◆ Aim of the exercise: Look through the listing for the word "every". Copy each line that has it.

::: Entries shown :::

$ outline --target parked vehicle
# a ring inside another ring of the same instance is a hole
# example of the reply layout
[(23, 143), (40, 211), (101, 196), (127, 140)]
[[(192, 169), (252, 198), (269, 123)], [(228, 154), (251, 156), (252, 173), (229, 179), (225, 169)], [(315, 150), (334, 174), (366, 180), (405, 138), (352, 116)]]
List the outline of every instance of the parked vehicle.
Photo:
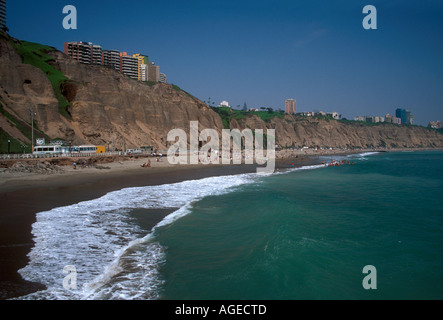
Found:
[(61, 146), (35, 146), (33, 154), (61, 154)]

:::
::: Entries shown :::

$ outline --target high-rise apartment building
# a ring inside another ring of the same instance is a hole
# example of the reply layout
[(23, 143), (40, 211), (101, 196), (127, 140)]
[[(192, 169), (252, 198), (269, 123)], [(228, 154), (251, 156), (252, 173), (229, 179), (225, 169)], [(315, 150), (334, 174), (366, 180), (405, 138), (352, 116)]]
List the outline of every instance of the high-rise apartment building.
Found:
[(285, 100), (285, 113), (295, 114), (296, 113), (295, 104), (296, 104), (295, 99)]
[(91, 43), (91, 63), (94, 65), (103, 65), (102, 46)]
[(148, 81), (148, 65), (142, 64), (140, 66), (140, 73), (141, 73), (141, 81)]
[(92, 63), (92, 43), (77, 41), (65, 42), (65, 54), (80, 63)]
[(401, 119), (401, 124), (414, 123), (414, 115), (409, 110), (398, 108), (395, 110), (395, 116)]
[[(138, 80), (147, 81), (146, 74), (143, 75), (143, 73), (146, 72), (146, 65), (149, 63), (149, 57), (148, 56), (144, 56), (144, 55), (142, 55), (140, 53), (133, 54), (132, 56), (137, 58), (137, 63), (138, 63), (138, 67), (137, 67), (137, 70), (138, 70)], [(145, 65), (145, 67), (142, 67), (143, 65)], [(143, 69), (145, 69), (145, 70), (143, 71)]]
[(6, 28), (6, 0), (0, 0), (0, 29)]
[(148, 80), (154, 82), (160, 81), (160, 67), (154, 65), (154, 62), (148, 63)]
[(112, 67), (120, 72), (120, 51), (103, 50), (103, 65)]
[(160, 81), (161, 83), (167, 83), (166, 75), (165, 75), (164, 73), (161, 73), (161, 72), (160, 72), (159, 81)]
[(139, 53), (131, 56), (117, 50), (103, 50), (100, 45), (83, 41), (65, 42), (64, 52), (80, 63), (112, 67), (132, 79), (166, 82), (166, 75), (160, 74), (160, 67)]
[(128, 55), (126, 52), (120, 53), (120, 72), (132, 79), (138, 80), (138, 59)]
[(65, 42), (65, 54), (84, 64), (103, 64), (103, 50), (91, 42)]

:::

◆ Result of the task:
List the outline of every instance of the parked vehicle.
List the outline of every instance of the high-rise apartment building.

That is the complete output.